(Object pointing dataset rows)
--- START ---

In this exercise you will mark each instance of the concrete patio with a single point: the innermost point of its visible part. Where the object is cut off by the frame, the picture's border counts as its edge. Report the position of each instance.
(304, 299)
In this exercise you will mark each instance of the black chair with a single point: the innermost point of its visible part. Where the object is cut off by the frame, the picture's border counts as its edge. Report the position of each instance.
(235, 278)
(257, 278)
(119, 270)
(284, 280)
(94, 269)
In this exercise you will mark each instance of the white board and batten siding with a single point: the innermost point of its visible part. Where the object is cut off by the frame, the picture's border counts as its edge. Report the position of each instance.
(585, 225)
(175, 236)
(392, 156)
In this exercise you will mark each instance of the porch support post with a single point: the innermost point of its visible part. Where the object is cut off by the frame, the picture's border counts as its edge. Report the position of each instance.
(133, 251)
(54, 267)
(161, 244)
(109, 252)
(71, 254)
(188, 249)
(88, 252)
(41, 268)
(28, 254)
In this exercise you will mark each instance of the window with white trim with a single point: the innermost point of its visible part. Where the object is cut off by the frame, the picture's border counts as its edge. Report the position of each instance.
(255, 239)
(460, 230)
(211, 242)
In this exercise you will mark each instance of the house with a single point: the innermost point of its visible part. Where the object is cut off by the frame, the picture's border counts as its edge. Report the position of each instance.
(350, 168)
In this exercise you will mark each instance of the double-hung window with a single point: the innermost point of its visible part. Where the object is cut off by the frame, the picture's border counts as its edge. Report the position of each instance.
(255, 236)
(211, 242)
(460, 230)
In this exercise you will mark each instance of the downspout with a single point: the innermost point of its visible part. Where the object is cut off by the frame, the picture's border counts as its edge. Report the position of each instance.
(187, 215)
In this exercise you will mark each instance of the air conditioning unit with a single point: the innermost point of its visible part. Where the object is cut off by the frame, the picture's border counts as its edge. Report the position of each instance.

--- END ---

TASK DESCRIPTION:
Exactly repeat the lines from the line that contains "In this exercise you will mark each instance of the house" to the end of the entries, both included, and leave out all other lines.

SOLUTION:
In this exercise you will mark each instance of the house with a single point: the innermost point of its visible part. Where the object is cut off by the frame, the picture's border counts as its edge. Report the position of each instance.
(350, 168)
In this exercise you will mark each instance of the double-hung window with a single point: the innermost point of its visible part. Where the object is cut off by the frame, the picture's border counts as its edge. Report the position of each instance.
(255, 236)
(211, 242)
(460, 230)
In this exercise you will mark each instance of the downspout with a single point: the innermost point of its visible part. Where the object is cut off by the frame, the picture's border counts as its edge. Report the position of each instance.
(187, 215)
In this exercise you will mark each instance of the air conditioning unit with a single point: the innermost point of its visible part. Where the object is cut off by the frame, the picture's border counts as its edge. Report the position of each instance.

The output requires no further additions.